== Provided passage

# Data handling with Pandas

Pandas is a library optimized for handling one or two dimensional data sources [1]. One dimensional data is stored in a `Series` object, and two dimensional data is stored in a `DataFrame` object.

### Loading the library
It is customary to give the library a short handle '`pd`' at import time:

In [46]:
import pandas as pd

### Loading data from CSV files



Pandas gives us a comprehensive set of tools for loading data from [a variety of sources](http://pandas.pydata.org/pandas-docs/version/0.18.1/io.html), including CSV, Excel, SQL, JSON, and Stata, amongst others. In this demonstration, we'll read a comma separated value file of global emissions data from the year 1751 until 2011.

The `.read_csv` method gives us options for how we want to format the data as we read it in. In reading in our data file, we want to skip the second row (indexed as `1`!) and use the column `Time` as the index of our resulting `DataFrame`.

====

Parts of the exercise:
- 1) Reproduce the Pandas passage word for word, starting at "Pandas gives us" and ending at "1751 until 2011.".
- 2) Write what comes next in the Pandas passage, picking up right after its final sentence.

== Information provided

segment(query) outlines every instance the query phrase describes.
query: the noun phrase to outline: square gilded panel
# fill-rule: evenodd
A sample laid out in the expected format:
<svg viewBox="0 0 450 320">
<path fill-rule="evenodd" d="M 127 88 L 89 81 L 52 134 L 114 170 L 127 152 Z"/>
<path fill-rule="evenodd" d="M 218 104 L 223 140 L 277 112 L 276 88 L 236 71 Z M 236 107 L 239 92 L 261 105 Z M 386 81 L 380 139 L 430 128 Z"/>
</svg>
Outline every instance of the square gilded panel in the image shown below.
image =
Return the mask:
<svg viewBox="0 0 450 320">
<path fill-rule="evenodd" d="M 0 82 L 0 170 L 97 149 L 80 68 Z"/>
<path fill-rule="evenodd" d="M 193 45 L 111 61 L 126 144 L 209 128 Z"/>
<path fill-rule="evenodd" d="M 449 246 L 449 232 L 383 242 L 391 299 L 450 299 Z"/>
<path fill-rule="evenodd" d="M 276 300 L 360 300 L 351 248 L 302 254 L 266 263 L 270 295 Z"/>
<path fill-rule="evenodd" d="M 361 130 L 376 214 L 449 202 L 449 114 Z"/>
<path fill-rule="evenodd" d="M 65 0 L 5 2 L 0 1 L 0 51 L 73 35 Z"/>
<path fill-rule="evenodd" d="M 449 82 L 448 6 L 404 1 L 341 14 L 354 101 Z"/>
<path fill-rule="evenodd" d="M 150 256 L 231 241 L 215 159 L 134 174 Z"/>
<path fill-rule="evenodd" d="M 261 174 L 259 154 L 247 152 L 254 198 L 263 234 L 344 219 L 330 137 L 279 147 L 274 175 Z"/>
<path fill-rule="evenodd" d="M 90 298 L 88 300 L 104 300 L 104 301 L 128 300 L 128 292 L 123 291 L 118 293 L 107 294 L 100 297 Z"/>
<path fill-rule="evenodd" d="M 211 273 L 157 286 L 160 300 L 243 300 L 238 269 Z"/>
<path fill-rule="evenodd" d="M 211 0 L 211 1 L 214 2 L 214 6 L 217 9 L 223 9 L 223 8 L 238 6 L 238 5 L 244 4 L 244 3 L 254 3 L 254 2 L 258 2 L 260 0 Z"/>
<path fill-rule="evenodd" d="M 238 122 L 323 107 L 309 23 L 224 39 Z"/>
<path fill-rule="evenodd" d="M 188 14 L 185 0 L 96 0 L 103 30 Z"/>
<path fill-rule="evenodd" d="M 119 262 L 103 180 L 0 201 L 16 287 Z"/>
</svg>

====

Task responses:
- 1)
Pandas gives us a comprehensive set of tools for loading data from [a variety of sources](http://pandas.pydata.org/pandas-docs/version/0.18.1/io.html), including CSV, Excel, SQL, JSON, and Stata, amongst others. In this demonstration, we'll read a comma separated value file of global emissions data from the year 1751 until 2011.

- 2)
In [47]:
emissions = pd.read_csv('../../data/Climate/global_emissions.csv', 
                        skiprows=[1], index_col='Year')
emissions  # Display the resulting DataFrame in the notebook

Unnamed: 0_level_0,Total carbon emissions from fossil fuel consumption and cement production (million metric tons of C),Carbon emissions from gas fuel consumption,Carbon emissions from liquid fuel consumption,Carbon emissions from solid fuel consumption,Carbon emissions from cement production,Carbon emissions from gas flaring,Per capita carbon emissions (metric tons of carbon; after 1949 only)
Year,Unnamed: 1_level_1,Unnamed: 2_level_1,Unnamed: 3_level_1,Unnamed: 4_level_1,Unnamed: 5_level_1,Unnamed: 6_level_1,Unnamed: 7_level_1
1751,3,0,0,3,0,0,
1752,3,0,0,3,0,0,
1753,3,0,0,3,0,0,
1754,3,0,0,3,0,0,
1755,3,0,0,3,0,0,
1756,3,0,0,3,0,0,
1757,3,0,0,3,0,0,
1758,3,0,0,3,0,0,
1759,3,0,0,3,0,0,
1760,3,0,0,3,0,0,


### Selecting rows of data by name
Both `DataFrame` and `Series` objects have an `index` attribute which is used to identify their rows. We can access rows of data according to this index, using the `.loc[...]` syntax.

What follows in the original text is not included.